**Task**
Scan the records and identify every line in which the string "light" occurs, then return those lines.

##### Dataset records

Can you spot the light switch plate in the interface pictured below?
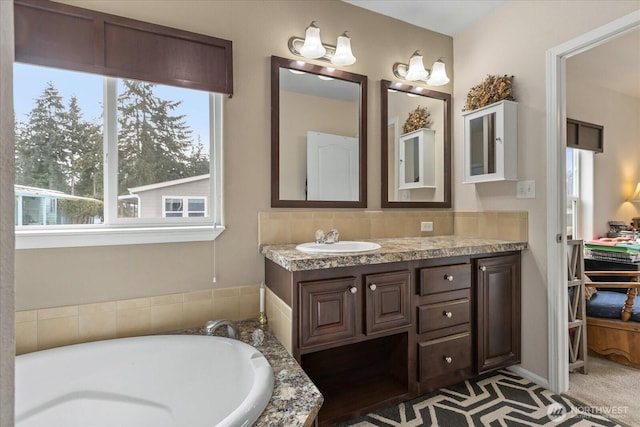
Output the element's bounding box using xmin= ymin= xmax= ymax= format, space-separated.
xmin=516 ymin=180 xmax=536 ymax=199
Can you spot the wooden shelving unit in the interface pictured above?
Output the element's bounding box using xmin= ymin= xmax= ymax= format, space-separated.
xmin=567 ymin=240 xmax=587 ymax=373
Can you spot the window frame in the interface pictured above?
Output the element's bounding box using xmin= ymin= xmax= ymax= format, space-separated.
xmin=566 ymin=147 xmax=579 ymax=239
xmin=15 ymin=72 xmax=224 ymax=249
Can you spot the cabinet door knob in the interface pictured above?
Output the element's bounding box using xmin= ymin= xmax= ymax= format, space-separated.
xmin=349 ymin=286 xmax=358 ymax=294
xmin=443 ymin=311 xmax=453 ymax=318
xmin=444 ymin=274 xmax=454 ymax=281
xmin=480 ymin=266 xmax=487 ymax=272
xmin=444 ymin=356 xmax=453 ymax=364
xmin=369 ymin=284 xmax=377 ymax=291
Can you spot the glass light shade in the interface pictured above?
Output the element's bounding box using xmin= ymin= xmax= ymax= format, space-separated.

##########

**Response area**
Can you spot the light switch plate in the interface pictured below?
Can you spot the glass light shade in the interface pictured above?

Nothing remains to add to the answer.